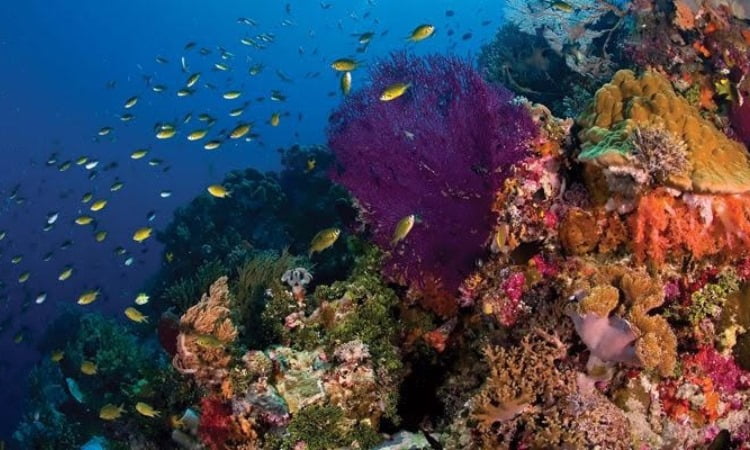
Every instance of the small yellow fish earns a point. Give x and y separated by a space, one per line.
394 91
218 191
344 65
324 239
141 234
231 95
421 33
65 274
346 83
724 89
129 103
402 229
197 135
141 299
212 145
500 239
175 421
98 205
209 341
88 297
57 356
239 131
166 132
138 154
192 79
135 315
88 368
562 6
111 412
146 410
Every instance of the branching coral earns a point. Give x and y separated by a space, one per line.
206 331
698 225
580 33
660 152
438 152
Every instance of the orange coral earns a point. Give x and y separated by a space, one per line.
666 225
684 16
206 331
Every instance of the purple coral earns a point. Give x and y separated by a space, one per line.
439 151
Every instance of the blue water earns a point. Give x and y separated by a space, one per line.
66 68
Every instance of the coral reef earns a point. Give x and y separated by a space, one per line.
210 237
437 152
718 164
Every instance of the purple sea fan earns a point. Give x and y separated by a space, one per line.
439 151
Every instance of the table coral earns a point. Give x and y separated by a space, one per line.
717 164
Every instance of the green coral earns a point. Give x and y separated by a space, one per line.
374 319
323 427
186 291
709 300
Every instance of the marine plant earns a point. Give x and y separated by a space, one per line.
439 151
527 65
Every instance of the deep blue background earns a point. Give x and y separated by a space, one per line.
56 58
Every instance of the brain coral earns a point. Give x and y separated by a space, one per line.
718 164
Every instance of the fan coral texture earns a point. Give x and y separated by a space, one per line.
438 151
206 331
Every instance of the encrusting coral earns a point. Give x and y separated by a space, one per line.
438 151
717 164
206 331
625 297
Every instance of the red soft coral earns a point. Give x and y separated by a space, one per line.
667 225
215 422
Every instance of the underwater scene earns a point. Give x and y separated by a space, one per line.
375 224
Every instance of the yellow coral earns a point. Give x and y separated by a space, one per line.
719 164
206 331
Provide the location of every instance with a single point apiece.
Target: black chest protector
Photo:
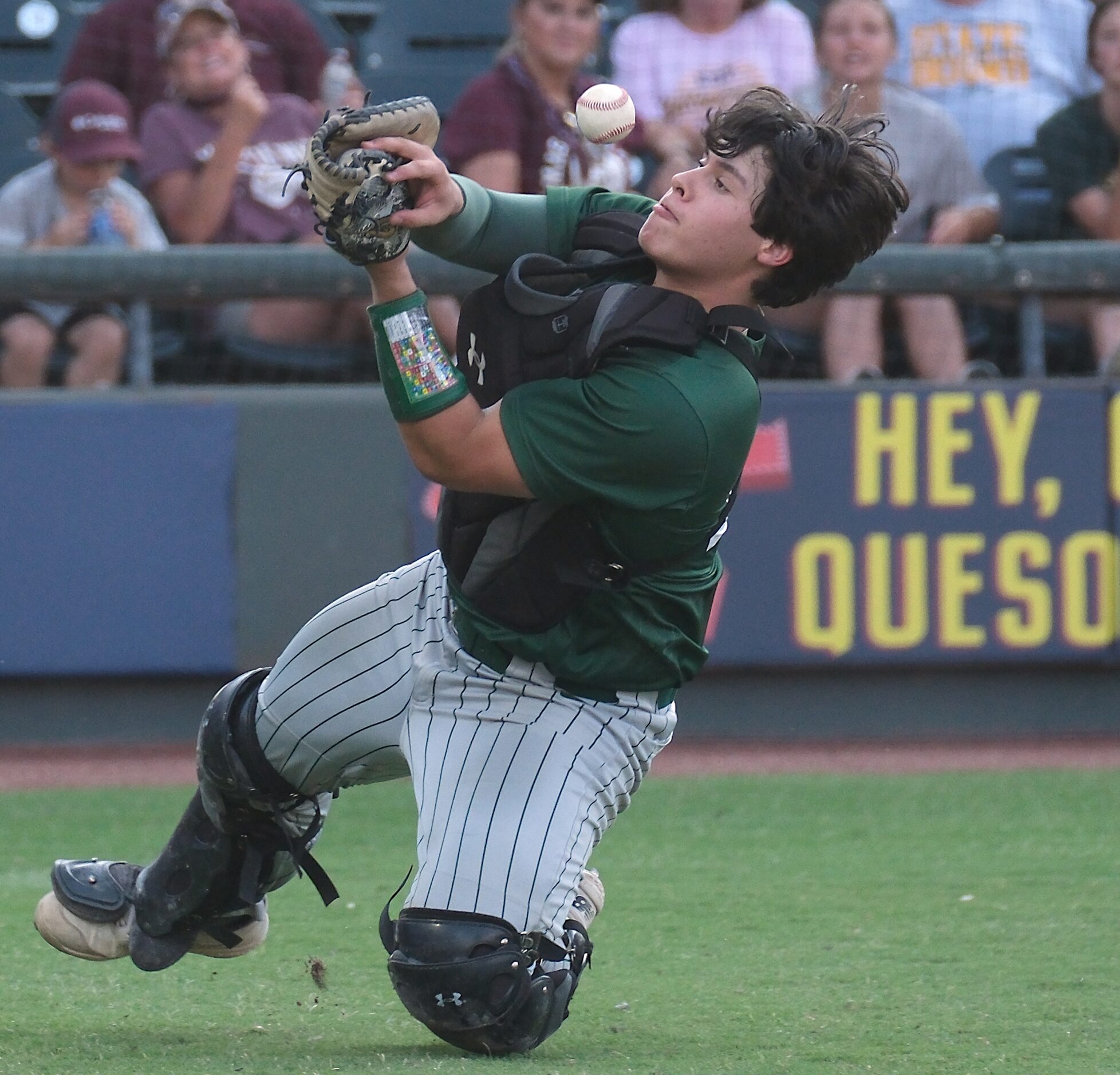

+ + +

### PROBLEM REQUIREMENTS
Copy out the entries verbatim and leave the images out.

### EXERCISE RESPONSE
Every instance of the small yellow fish earns a point. Give x and y separated by a space, one per line.
394 91
218 191
344 65
324 239
141 234
231 95
421 33
65 274
346 83
724 89
129 103
402 229
197 135
141 299
212 145
500 239
175 421
98 205
209 341
88 297
57 356
239 131
166 132
138 154
192 79
135 315
88 368
562 6
111 412
146 410
Every instance of the branching coral earns a point. Give x and y separated by a space, one per line.
206 331
698 225
580 33
660 152
438 152
Every instance of the orange coral earns a point. Give x and y separated by a space, one per line.
666 225
684 16
206 331
Every instance of the purple coral earns a point. Give x and y separated by a space, one per line.
439 151
Every instance of the blue water earns a point. Give x and y separated by a space, one per line.
66 68
Every instance of the coral reef earns a point. Give x and y separated by a space, one per line.
210 237
437 152
718 164
Every instance of the purple sea fan earns a point. Give x and y separated by a space, one per line.
439 151
Every instance of the table coral earns a point. Give x and y separated by a space, one per line.
717 164
Every instance of the green coral earns a point. Give x and y separated by a space, one per line.
374 319
323 427
186 291
709 300
Every instance of the marine plant earns a point. Give x and y separated by a space, one per line.
439 151
527 65
Every instance of the deep blue background earns a point. Give x and y separated by a space, one per line.
56 58
Every instance of the brain coral earns a point. Give x and y separated by a space, one per line.
718 164
Every instance of the fan coral texture earns a point. Give x and y separated by a space, one per line.
438 151
206 331
Every instance of the encrusting coral earns a point. Give x and y separated by a space, one per line.
438 151
717 164
206 331
625 297
Every instance of the red soft coral earns a point. Give x and y separated by a space, one per line.
667 225
215 422
Every instance of the underwater scene earns a point. Give x and y separated by a space, one per line.
375 224
Every instance of the yellow coral earns a point. Give x and y separated by a space, one per line.
719 164
206 331
Provide the location of every instance with a single point apiece.
Target: black chest protector
Photo:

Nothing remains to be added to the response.